----- Selected extract -----

Malvo Testimony Under Way
The photo flashed on a big screen for jurors was the very picture of innocence: a scrawny boy, neatly dressed in a plaid shirt and dark pants and carrying a Bible.
That boy was Lee Boyd Malvo, before the sniper shootings that terrified the Washington area for three weeks last fall - and before the teenager met his fellow suspect in those killings, John Allen Muhammad.
On Monday, as a jury in Virginia Beach convicted Muhammad of capital murder, another jury in nearby Chesapeake began hearing testimony in the trial of 18-year-old Malvo.
A FBI agent testified that Malvo refused to identify himself and was defiantly silent when he and Muhammad were arrested in October 2002 at a highway rest stop.
FBI agent Charles Pierce, leader of the team that arrested the pair, described how agents took Malvo and Muhammad by surprise at the rest stop in Maryland, smashing two of the windows in their car. Malvo was asleep in the front seat and Muhammad was in the back, Pierce said.
Pierce said he asked Malvo four times to give his name, and Malvo refused.
"I would characterize it as defiant silence," Pierce said when prosecutor Robert F. Horan Jr. asked him to describe Malvo's attitude.
Pierce also said FBI agents looked for explosives in the car because they knew Muhammad had experience as a military engineer. They did not find any, he said.
Under cross-examination by defense attorney Michael Arif, Pierce acknowledged that Malvo did not resist arrest.
The defense tactics in each case are markedly different. Muhammad, when he briefly acted as his own lawyer, said in his opening statement that the evidence would show he did not commit the crimes.
Malvo is charged in the Oct. 14, 2002, slaying of Linda Franklin outside a Home Depot store. He faces two counts of capital murder, one alleging multiple murders in the Washington area and another charging that he engaged in a form of terrorism. He could face the death penalty if convicted.

-----

**Problems and tasks**
[a] In the report on the Malvo trial, where was Malvo when agents arrested the pair at the rest stop?
[b] Using the report on the Malvo trial, explain in one to three sentences why FBI agents searched the car for explosives.

----- Records supplied -----

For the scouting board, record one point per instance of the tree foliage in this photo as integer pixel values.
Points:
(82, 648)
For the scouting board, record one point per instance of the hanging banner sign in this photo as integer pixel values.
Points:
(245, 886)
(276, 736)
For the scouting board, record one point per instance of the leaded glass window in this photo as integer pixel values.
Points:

-----

**Exercise solutions**
[a] He was asleep in the front seat of the car.

[b] The agents looked for explosives because they knew Muhammad had experience as a military engineer. Pierce said they did not find any.